Point annotation records:
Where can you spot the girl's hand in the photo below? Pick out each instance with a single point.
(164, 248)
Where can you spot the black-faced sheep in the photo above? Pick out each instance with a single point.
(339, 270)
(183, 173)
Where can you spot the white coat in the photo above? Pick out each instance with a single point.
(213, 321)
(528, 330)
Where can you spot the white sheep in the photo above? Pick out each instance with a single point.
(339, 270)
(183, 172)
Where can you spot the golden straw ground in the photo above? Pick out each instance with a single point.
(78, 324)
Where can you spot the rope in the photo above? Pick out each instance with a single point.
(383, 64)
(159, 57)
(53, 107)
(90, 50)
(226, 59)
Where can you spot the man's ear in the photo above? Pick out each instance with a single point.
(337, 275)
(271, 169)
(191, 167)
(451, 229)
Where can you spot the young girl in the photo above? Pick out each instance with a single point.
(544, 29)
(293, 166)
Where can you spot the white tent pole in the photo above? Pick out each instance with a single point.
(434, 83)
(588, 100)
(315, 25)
* * *
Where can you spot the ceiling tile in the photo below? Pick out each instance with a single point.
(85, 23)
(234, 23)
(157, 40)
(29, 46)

Requirements -
Locate each line in the records above that contains the string "girl", and copy those lines in full.

Exercise response -
Where can you spot the girl's hand in the photo below? Pick out each instance with a single point.
Where can you spot the young girl in the photo above? Pick out each instance with a single point.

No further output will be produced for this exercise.